··· Quoted passage ···
February 4, 2009 As we’ve reported previously, the oil rich nation of the United Arab Emirates is leading the way in sustainable living research with the construction of Masdar City. The city is planned as the worlds first zero-carbon, zero-waste, car-free city and reflects the commitment by the government to accelerate the development and deployment of future energy. A key component of any city is its transportation system and as car makers around the world strive to make their vehicles cleaner and greener, the designers of Masdar City have decided to do away with cars altogether, instead opting for a light rail line that will bisect the city and personal rapid transit, (PRT), a system utilizing driverless “podcars”.

Masdar City is currently being constructed on a 2.5 square mile site 11 miles east-south-east of the United Arab Emirates’ capital Abu Dhabi, and will be home to 50,000 people with another 50,000 commuters working inside its walls. These commuters will be forced to leave their cars in one of the nine multi-story parking lots that will be built around the city walls and then use the city’s light rail and PRT system to reach their ultimate destination.
··· Supplied data ···
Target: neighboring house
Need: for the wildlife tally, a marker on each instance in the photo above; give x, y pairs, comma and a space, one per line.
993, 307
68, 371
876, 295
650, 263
···
- **List of tasks**
1. Please decide whether each statement agrees with the Masdar City article, answering yes or no and quoting the words that settle it: (a) Masdar City will be home to 50,000 people. (b) The city's light rail line will run around the outside of the city walls. (c) Commuters will leave their cars in one of twelve parking lots.
2. Reproduce the part of the Masdar City article that opens with the words containing "Masdar City is" and closes with "their ultimate destination.".
The lines have nothing to do with the Masdar City article.

- **Task-by-task outputs**
1.
(a) Yes: "will be home to 50,000 people"
(b) No: "a light rail line that will bisect the city"
(c) No: "one of the nine multi-story parking lots"

2.
Masdar City is currently being constructed on a 2.5 square mile site 11 miles east-south-east of the United Arab Emirates’ capital Abu Dhabi, and will be home to 50,000 people with another 50,000 commuters working inside its walls. These commuters will be forced to leave their cars in one of the nine multi-story parking lots that will be built around the city walls and then use the city’s light rail and PRT system to reach their ultimate destination.